Only the lines from the one containing "Task: locate the wheel" through the final line of the material below should be output, exactly as they stand.

*RECORDS SUPPLIED*.
______________________________

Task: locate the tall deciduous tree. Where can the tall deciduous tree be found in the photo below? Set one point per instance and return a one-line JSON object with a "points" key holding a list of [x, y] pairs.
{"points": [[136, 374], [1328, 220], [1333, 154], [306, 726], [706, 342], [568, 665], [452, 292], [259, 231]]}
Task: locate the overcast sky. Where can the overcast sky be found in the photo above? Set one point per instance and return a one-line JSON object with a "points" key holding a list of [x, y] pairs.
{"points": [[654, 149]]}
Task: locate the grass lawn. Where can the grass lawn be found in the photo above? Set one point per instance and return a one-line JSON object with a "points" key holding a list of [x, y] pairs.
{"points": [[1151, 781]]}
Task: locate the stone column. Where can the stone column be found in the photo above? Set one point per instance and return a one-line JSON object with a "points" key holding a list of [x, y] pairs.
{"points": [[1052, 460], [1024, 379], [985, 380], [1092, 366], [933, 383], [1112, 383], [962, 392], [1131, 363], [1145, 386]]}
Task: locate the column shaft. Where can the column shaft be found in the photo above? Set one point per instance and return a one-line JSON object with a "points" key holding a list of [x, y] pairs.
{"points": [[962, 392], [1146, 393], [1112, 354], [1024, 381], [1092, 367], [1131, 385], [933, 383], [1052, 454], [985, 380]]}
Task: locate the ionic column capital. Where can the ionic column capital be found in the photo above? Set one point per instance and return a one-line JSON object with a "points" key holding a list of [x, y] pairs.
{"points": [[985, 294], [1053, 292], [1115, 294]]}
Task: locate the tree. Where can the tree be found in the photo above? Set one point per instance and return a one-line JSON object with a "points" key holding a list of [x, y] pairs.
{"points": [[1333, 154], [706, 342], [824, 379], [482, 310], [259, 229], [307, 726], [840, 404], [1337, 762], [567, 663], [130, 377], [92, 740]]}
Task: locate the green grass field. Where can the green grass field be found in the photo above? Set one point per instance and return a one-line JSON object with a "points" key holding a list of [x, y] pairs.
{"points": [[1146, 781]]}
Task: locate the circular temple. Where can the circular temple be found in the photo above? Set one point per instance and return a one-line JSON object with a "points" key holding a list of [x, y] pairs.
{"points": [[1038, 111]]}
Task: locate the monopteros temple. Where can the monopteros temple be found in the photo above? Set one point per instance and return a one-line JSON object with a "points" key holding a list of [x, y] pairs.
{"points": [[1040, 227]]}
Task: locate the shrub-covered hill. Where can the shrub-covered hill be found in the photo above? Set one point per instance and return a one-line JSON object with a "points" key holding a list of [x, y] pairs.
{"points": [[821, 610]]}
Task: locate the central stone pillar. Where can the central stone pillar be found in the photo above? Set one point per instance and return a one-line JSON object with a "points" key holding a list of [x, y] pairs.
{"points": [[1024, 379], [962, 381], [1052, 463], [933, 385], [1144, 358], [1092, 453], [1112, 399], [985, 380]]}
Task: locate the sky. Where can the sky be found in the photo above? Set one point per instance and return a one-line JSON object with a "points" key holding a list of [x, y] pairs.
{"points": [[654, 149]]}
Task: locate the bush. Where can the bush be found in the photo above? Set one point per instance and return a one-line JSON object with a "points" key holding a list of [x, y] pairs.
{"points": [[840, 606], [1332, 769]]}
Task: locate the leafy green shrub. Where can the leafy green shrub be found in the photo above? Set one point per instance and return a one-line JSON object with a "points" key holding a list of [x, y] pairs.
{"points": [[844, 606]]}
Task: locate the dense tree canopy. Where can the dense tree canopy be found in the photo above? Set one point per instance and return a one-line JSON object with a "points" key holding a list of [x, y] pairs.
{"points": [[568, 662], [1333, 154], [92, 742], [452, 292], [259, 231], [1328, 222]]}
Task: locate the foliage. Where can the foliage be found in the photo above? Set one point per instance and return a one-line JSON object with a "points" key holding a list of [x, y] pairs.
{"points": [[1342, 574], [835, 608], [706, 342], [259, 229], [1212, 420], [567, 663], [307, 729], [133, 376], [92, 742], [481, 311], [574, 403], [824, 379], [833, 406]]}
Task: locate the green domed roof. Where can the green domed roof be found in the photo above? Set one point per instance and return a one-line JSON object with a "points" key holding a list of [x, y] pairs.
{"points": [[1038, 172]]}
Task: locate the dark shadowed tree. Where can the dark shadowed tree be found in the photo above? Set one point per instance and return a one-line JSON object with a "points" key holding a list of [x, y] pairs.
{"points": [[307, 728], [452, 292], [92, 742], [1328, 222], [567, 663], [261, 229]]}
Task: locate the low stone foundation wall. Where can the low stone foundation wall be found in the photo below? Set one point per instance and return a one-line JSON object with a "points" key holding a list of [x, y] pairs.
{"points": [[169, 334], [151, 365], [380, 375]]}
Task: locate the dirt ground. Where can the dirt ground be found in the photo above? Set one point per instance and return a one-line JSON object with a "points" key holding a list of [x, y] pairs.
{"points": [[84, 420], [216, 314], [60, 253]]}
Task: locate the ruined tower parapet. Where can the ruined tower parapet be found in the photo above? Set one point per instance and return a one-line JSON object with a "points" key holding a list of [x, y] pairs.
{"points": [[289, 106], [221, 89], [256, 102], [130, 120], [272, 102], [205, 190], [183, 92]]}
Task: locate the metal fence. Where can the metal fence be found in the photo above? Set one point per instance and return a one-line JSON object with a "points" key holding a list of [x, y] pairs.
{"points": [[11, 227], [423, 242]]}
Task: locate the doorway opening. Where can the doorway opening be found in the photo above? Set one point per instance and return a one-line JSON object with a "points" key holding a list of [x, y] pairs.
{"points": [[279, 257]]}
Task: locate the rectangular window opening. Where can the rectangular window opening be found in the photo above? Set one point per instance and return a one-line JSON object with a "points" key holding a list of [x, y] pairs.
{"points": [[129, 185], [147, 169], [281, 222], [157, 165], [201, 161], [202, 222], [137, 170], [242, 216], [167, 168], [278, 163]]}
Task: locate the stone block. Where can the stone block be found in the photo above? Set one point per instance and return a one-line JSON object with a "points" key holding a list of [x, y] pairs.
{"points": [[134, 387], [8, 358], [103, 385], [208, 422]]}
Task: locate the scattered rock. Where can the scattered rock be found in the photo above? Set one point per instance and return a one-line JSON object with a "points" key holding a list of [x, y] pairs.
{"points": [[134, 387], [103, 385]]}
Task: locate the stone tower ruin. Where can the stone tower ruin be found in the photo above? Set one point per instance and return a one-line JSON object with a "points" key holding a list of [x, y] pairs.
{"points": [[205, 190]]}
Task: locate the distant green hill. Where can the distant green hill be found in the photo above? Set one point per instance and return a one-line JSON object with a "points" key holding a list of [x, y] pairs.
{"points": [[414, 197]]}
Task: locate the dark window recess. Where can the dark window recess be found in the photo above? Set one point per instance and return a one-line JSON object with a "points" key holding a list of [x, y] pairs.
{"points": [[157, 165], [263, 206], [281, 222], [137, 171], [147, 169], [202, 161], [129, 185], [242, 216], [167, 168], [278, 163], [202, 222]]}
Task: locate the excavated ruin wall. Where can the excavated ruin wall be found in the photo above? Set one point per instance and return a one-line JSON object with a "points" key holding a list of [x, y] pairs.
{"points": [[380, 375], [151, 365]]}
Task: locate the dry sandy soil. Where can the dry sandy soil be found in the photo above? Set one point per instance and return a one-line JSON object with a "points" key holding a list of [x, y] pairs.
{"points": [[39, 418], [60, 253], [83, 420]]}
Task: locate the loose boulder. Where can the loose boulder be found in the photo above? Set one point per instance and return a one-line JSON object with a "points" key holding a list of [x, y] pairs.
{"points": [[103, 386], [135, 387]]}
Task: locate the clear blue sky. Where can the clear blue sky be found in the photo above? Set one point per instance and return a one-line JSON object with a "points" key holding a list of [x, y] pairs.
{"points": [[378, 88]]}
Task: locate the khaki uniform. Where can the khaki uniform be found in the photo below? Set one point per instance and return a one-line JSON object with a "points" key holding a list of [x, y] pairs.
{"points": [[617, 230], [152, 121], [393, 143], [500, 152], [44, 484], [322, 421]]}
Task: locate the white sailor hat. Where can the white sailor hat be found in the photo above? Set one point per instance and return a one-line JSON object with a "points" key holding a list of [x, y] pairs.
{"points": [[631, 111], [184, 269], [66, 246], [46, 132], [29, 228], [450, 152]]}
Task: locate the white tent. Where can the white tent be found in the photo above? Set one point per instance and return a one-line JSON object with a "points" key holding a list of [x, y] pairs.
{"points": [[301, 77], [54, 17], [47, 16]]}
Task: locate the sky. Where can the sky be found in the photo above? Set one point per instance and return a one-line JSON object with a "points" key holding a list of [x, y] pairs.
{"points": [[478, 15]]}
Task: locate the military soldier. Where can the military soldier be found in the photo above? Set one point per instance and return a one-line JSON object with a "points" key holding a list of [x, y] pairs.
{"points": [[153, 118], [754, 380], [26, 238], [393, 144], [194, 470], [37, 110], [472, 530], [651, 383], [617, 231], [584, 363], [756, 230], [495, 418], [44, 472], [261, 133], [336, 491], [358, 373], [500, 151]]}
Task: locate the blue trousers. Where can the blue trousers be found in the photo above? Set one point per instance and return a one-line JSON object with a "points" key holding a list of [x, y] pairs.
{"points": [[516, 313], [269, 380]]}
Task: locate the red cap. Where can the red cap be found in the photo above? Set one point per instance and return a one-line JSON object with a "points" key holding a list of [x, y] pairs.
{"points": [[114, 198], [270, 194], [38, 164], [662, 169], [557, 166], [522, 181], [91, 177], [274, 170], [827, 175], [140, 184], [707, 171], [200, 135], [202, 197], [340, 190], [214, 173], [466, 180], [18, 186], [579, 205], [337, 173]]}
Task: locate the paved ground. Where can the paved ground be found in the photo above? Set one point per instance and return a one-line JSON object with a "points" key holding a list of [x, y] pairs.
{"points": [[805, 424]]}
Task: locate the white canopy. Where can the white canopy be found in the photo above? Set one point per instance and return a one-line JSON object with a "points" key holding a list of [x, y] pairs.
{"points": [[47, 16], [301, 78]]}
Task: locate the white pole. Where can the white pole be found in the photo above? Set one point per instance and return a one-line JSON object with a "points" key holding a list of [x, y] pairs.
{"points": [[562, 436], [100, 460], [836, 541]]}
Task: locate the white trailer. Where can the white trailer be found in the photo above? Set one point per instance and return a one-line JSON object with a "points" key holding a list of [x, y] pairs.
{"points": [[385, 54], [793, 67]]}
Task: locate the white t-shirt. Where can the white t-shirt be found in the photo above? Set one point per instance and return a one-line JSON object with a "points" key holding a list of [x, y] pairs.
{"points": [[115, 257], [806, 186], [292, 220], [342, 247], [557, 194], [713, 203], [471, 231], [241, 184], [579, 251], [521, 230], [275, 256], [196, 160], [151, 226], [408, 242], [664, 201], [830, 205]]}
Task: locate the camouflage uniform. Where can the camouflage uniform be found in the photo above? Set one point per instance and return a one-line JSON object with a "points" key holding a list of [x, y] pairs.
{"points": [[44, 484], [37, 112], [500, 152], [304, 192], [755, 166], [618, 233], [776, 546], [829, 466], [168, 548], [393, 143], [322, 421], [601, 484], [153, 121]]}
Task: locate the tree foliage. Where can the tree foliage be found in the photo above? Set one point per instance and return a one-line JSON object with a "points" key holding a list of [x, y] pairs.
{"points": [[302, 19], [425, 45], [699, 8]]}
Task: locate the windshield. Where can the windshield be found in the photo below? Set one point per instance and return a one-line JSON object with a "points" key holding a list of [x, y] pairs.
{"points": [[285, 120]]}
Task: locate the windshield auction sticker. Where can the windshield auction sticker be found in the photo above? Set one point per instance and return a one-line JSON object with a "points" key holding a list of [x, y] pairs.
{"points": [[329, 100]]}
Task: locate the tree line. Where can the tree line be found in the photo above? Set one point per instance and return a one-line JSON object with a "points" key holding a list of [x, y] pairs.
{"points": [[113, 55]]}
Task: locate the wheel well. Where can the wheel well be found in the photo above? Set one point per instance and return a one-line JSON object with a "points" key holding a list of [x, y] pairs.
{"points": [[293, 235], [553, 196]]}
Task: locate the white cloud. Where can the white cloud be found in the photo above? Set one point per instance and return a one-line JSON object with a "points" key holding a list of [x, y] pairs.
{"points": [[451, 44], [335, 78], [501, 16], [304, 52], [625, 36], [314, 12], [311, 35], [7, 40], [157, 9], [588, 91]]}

______________________________

*TASK RESULT*.
Task: locate the wheel well. Where can the wheel well be found in the photo above? Set one point per instance and return a one-line JSON object with a "points" key holding a list of [x, y] pairs.
{"points": [[293, 235], [553, 196]]}
Task: locate the white cloud. Where can the white cloud be found in the photo above? Set one point per instance and return a one-line JSON object with a "points" key holding a list of [x, y] pairs.
{"points": [[451, 44], [335, 78], [501, 16], [304, 52], [625, 36], [314, 12], [311, 35], [7, 40], [157, 9], [588, 91]]}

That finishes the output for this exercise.